◆ YOUR GOAL: Every line below needs to be returned exactly as written.

◆ INPUT:
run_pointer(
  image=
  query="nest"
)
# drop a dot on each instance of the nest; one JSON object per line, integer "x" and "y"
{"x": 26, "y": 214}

◆ RESPONSE AREA:
run_pointer(
  image=
  query="nest"
)
# drop a dot on each instance of the nest; one JSON object per line, integer "x" and "y"
{"x": 26, "y": 214}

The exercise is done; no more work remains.